_SELECTION_:
EP by Katatonia
- Released: 1 January 1998
- Recorded: February 1994 (4) July–August 1997 (1–3)
- Genres: Doom metal, gothic metal
- Length: 24:32
- Label: Avantgarde Music
- Producers: Katatonia (1–3) Dan Swanö (4)

Katatonia chronology
| Sounds of Decay (1997) | Saw You Drown (1998) | Discouraged Ones (1998) |

= Saw You Drown =

Saw You Drown is the fourth EP by Swedish heavy metal band Katatonia, released in 1998. The EP is limited to 1500 hand-numbered copies. In 2005, it was re-issued on clear/blue wax 10" LP in 1000 hand-numbered copies.

The first two tracks are previews of the then-upcoming Discouraged Ones album, and "Quiet World" was recorded in the same studio session, and "Scarlet Heavens" was recorded and mixed at Unisound Studio in February 1994, and originally issued on the 1996 Katatonia/Primordial Split 10".

_WHAT THE EXERCISE ASKS_: Reproduce word for word the passage of the Saw You Drown entry that opens with the words containing "Katatonia chronology" and closes with "1000 hand-numbered copies.". The material has no connection to the Saw You Drown entry.

_RECORD EXCERPTS_:
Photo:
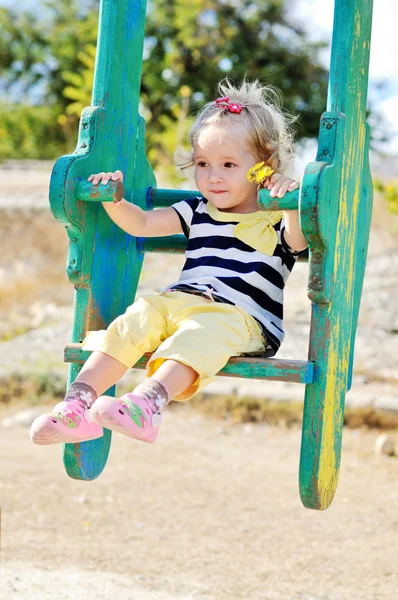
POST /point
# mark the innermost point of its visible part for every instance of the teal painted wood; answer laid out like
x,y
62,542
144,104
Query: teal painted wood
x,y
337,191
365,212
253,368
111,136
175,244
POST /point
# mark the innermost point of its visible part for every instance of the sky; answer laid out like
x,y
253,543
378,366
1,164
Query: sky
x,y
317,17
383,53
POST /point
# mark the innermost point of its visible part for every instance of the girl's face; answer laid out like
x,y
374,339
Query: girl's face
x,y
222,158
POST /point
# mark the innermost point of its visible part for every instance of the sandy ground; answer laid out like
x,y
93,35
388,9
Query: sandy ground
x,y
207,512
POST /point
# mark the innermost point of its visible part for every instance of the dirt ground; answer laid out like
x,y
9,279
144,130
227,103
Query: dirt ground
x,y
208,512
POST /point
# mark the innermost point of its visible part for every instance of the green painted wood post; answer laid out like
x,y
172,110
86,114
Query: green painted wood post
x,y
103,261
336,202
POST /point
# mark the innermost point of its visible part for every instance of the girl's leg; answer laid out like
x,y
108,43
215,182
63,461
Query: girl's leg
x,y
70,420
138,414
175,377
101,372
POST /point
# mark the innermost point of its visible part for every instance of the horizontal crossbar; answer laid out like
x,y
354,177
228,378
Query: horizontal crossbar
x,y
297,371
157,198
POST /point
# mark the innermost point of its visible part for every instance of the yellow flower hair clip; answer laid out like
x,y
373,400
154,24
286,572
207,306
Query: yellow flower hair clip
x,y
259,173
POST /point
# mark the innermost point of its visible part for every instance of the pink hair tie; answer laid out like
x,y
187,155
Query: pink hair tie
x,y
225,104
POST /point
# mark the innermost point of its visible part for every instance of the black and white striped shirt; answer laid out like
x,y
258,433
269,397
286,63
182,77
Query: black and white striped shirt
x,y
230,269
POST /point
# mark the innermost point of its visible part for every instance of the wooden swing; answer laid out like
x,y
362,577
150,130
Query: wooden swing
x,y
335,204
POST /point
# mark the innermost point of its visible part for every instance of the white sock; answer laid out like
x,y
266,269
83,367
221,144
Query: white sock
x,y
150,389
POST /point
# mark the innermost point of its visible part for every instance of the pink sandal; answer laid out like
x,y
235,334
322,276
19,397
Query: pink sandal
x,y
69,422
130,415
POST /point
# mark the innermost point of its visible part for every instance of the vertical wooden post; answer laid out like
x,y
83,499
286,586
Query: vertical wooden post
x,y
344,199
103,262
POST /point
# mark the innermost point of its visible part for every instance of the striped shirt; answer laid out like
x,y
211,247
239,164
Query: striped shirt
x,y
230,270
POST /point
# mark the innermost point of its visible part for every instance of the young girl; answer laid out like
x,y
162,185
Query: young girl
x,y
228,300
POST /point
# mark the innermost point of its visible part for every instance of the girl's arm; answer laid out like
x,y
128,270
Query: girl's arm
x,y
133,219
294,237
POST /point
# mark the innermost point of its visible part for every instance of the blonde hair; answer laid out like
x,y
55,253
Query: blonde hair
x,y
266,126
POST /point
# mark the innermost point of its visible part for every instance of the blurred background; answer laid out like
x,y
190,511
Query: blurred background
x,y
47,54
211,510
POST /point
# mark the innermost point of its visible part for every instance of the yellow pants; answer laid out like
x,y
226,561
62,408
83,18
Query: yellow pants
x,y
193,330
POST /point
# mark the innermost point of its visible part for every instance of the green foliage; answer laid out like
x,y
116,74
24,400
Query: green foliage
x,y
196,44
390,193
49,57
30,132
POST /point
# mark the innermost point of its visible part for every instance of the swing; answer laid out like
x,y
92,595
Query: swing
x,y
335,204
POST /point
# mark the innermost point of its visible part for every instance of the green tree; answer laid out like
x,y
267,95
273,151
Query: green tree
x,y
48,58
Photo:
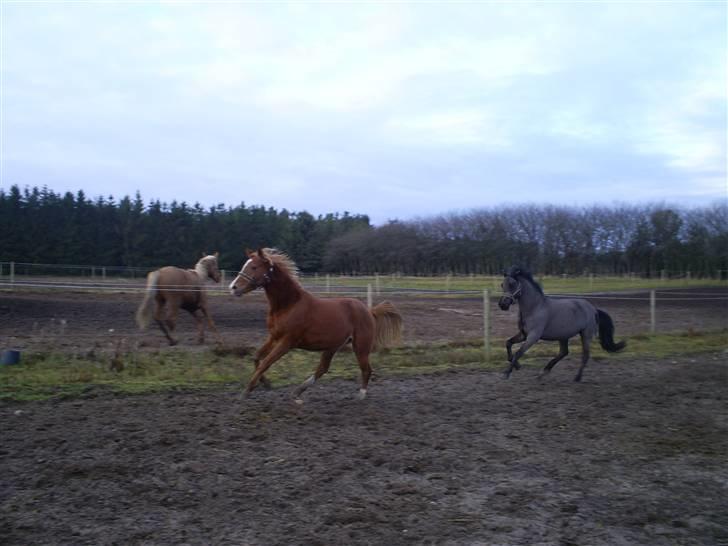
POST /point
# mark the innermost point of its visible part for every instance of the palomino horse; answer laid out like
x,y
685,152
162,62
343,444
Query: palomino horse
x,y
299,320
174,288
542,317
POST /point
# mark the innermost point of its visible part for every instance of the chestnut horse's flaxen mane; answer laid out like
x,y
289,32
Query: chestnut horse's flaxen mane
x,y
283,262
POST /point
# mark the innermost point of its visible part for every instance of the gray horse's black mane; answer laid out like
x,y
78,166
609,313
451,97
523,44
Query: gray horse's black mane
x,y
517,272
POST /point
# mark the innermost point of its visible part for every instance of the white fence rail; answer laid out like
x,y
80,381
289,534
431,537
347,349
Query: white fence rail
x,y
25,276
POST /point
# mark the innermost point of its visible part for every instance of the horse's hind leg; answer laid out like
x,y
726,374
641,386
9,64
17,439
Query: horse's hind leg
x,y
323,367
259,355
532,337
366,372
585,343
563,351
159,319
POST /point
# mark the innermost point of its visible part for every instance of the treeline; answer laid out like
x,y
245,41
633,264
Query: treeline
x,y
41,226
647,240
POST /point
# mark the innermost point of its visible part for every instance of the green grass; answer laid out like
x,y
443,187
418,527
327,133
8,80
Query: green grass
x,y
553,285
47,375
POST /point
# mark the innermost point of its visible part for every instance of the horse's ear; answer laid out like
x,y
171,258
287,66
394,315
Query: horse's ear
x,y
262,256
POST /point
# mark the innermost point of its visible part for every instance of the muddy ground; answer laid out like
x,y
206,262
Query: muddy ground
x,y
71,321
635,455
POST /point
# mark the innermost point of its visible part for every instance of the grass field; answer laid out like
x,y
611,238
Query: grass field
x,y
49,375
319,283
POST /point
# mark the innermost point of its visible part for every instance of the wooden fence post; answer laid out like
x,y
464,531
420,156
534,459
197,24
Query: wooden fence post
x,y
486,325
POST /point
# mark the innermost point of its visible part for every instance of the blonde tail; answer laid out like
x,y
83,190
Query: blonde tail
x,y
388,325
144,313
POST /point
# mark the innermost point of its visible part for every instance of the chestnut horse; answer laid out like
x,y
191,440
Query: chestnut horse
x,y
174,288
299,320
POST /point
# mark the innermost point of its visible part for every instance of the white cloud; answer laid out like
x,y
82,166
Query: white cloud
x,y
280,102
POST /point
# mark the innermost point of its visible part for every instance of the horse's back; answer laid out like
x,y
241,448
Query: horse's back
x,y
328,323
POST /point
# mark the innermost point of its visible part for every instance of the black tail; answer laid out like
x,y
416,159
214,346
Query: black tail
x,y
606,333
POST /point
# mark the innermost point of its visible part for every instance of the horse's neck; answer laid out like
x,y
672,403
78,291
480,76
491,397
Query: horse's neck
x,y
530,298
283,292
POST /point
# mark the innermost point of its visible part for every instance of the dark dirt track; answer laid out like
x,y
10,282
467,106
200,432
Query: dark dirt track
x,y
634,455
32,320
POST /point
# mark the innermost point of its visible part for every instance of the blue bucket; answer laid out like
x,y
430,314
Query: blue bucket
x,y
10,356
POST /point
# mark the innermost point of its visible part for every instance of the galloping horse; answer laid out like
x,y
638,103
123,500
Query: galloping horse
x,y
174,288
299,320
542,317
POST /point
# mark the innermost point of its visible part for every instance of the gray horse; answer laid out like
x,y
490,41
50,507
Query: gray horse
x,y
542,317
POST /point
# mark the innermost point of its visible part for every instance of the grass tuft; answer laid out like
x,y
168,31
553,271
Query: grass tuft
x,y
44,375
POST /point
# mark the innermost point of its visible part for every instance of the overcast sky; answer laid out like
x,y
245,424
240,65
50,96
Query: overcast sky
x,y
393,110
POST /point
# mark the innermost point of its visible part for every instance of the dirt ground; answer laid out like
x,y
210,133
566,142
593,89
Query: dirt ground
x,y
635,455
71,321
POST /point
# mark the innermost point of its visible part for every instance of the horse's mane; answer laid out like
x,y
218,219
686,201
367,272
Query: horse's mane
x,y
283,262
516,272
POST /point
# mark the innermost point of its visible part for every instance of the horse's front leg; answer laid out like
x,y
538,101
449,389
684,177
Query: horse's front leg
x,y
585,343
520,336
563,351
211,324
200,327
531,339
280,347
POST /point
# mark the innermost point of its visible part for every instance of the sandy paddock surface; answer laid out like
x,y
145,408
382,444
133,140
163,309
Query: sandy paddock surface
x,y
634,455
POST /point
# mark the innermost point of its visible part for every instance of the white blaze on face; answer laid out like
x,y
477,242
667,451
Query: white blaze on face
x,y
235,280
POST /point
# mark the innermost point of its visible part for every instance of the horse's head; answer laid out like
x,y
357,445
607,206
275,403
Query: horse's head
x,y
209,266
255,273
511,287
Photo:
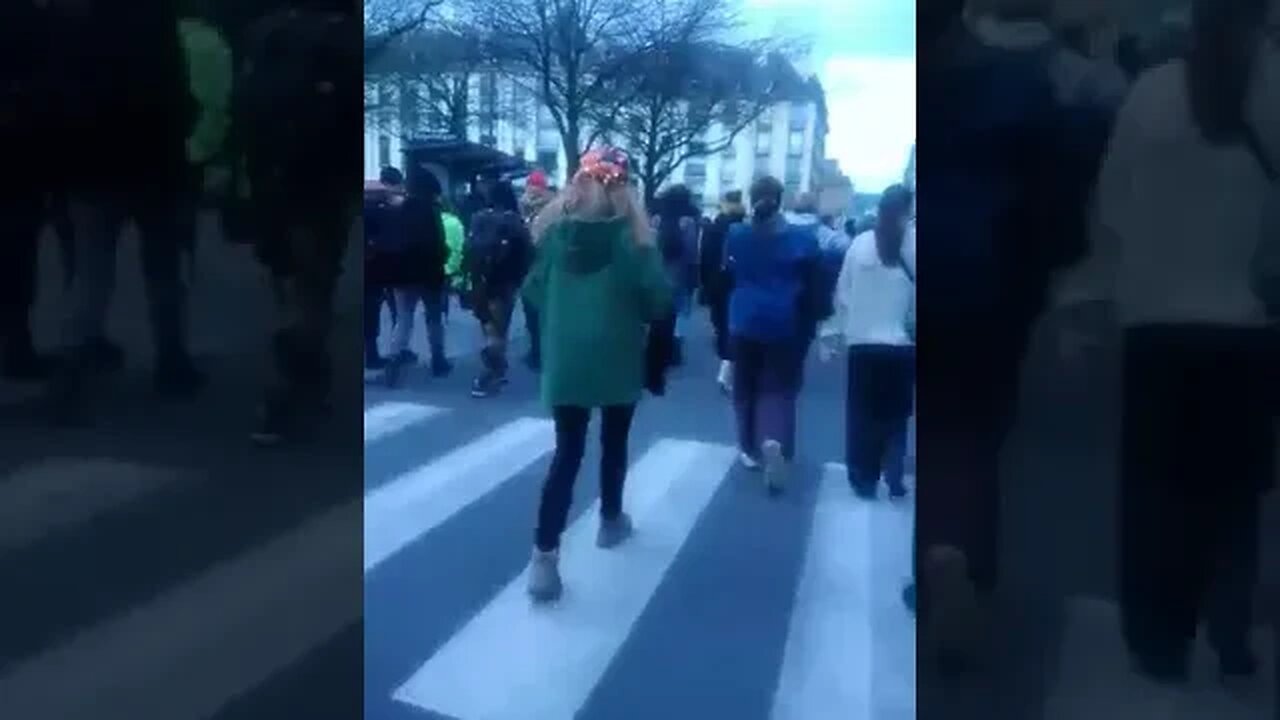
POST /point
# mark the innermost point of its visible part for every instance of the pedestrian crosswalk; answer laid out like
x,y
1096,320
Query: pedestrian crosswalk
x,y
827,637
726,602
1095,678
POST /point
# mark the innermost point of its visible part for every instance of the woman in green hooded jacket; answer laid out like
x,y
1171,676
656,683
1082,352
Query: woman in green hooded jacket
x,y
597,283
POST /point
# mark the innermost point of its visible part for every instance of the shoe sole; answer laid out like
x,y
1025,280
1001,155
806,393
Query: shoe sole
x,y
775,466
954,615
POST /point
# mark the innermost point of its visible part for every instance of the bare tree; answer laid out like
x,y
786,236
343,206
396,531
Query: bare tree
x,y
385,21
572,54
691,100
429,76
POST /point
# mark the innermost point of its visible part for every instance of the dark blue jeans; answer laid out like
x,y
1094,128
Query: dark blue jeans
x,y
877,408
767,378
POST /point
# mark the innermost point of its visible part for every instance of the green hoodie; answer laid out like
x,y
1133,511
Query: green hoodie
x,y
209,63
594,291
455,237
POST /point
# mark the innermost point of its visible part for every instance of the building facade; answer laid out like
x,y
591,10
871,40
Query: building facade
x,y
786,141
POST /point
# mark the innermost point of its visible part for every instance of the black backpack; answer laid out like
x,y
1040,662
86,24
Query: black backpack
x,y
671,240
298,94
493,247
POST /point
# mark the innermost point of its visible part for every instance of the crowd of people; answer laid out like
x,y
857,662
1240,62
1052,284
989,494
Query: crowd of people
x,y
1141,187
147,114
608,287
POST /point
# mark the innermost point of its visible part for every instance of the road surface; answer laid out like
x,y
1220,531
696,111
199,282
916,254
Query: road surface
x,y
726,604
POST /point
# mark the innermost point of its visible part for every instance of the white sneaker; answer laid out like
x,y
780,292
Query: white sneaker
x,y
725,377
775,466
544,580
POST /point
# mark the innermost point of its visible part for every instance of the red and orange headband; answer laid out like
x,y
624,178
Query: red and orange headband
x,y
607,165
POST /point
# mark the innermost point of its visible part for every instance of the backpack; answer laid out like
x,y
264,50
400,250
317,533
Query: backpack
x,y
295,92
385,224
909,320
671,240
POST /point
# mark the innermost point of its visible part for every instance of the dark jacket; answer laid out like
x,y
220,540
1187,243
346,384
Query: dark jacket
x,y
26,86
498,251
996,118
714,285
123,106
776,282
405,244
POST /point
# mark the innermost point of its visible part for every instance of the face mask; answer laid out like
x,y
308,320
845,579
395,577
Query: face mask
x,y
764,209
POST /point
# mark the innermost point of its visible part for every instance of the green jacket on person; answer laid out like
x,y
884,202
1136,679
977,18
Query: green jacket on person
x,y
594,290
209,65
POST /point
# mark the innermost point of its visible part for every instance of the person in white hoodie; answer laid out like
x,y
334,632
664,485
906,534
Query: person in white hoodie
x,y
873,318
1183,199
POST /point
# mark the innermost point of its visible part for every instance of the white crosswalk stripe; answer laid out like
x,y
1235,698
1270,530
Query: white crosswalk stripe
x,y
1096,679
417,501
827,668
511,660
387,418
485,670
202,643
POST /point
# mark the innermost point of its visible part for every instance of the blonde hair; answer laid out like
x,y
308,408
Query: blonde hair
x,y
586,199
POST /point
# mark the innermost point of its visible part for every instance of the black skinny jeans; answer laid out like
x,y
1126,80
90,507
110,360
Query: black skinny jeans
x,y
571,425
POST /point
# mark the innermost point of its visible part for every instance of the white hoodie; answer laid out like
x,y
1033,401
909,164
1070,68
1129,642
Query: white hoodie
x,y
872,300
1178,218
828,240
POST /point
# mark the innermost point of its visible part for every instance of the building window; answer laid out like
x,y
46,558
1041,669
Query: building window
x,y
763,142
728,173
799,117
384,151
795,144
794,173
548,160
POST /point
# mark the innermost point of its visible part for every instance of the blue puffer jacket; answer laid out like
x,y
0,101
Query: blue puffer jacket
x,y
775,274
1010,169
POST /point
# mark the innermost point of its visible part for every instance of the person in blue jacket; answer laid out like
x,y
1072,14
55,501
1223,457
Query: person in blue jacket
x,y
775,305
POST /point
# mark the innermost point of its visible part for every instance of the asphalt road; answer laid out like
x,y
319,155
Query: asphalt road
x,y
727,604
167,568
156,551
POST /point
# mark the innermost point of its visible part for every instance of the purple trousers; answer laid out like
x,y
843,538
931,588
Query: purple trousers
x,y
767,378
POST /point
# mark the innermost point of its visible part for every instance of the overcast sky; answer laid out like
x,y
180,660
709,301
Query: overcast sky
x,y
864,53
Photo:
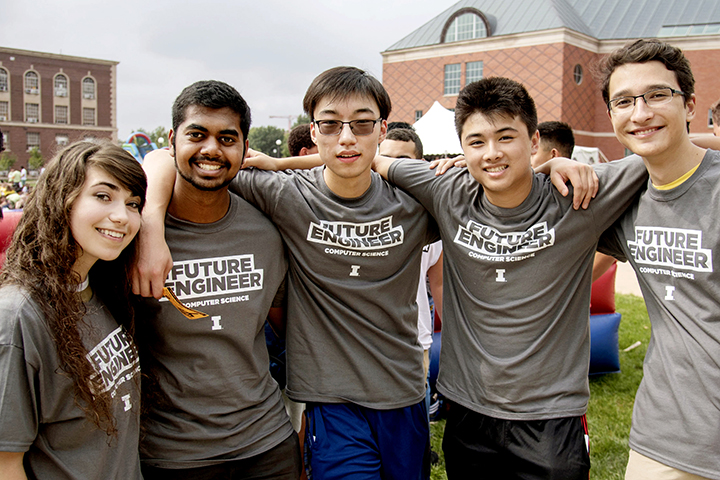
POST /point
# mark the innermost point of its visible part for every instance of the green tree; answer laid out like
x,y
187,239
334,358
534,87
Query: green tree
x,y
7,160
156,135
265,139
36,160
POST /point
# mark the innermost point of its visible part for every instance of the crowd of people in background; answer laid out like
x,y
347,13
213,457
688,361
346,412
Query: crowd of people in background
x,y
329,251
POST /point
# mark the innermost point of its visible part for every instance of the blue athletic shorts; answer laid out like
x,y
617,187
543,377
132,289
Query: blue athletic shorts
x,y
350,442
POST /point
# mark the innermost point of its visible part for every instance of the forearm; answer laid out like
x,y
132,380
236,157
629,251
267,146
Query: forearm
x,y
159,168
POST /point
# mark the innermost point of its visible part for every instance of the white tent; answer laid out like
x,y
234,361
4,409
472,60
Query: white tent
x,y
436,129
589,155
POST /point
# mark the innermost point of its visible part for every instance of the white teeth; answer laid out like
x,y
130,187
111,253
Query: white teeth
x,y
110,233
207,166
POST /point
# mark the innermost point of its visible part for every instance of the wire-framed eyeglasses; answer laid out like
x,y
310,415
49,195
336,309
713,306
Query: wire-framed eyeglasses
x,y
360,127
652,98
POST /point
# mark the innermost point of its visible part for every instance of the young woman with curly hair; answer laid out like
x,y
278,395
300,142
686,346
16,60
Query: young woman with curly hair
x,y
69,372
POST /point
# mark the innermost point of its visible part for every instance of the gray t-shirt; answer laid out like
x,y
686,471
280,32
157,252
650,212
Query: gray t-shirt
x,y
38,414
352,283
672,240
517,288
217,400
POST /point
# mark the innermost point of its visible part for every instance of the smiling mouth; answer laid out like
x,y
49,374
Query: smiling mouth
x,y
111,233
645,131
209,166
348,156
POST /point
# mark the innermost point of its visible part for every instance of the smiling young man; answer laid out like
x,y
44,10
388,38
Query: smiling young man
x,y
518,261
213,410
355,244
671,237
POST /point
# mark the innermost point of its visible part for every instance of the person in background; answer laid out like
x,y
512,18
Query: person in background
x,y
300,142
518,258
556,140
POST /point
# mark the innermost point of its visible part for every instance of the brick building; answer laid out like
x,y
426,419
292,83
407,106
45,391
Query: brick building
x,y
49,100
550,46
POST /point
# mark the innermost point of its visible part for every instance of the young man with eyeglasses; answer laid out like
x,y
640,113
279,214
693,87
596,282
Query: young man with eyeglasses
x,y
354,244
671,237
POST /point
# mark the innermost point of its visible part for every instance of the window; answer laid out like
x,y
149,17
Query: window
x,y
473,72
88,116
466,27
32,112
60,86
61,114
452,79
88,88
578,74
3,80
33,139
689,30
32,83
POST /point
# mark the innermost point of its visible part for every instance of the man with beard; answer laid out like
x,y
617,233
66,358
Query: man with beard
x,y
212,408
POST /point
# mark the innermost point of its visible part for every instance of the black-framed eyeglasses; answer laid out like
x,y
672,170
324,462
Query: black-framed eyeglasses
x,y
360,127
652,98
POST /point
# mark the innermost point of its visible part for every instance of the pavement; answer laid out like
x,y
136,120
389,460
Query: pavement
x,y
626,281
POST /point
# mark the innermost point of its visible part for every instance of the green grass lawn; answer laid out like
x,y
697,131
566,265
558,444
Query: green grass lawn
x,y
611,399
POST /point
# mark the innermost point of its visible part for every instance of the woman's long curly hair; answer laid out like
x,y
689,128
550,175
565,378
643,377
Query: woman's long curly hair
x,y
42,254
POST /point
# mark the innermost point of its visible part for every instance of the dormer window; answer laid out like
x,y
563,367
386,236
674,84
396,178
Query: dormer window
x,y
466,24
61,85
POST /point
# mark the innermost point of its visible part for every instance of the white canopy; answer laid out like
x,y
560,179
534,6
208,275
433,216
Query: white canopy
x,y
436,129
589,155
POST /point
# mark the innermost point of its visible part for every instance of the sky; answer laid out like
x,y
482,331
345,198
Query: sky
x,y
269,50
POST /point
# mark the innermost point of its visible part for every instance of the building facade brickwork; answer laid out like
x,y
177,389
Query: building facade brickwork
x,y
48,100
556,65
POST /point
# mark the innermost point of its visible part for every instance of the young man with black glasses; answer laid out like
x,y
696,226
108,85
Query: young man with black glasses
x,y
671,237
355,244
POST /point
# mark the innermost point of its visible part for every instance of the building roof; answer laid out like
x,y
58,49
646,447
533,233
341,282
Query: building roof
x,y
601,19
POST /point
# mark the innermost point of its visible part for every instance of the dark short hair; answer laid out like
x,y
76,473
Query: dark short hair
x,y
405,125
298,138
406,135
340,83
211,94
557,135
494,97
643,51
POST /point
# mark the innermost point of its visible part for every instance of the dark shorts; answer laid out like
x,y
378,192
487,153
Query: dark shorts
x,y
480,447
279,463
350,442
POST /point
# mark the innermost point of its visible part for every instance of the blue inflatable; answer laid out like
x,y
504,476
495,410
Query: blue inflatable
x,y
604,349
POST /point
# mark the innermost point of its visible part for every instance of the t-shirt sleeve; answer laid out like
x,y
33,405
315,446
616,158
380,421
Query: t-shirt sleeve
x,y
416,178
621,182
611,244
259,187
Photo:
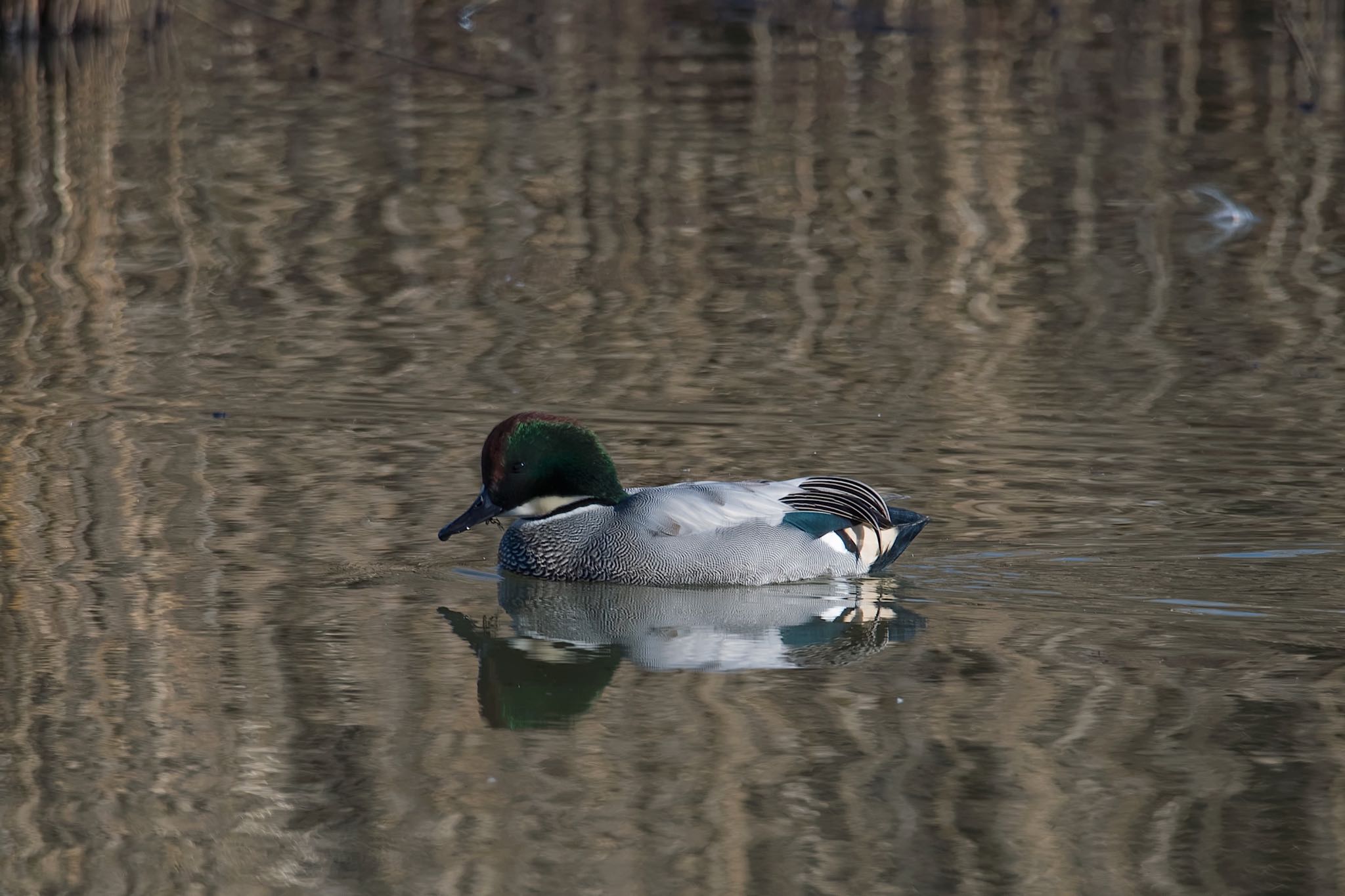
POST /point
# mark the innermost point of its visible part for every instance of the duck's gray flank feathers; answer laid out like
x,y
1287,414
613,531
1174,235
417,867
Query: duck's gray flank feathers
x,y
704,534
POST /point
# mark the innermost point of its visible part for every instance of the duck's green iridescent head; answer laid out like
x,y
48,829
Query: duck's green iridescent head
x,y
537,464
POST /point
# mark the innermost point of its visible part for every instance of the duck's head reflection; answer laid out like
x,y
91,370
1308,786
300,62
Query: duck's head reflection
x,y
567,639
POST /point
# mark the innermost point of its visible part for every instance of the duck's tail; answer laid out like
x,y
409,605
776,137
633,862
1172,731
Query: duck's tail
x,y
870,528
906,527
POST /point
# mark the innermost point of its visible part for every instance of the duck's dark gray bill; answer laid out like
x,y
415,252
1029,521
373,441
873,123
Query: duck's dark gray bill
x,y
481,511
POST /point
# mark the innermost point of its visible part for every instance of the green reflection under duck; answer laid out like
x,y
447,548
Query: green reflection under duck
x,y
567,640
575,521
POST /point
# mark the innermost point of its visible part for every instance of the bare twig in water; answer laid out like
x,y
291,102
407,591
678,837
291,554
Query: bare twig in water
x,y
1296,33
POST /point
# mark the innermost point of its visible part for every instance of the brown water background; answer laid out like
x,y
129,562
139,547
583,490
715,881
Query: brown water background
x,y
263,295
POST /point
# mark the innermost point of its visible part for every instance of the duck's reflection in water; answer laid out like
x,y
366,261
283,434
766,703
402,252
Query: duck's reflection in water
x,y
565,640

_FINAL ANSWER_:
Katatonia chronology
| Sounds of Decay (1997) | Saw You Drown (1998) | Discouraged Ones (1998) |

= Saw You Drown =

Saw You Drown is the fourth EP by Swedish heavy metal band Katatonia, released in 1998. The EP is limited to 1500 hand-numbered copies. In 2005, it was re-issued on clear/blue wax 10" LP in 1000 hand-numbered copies.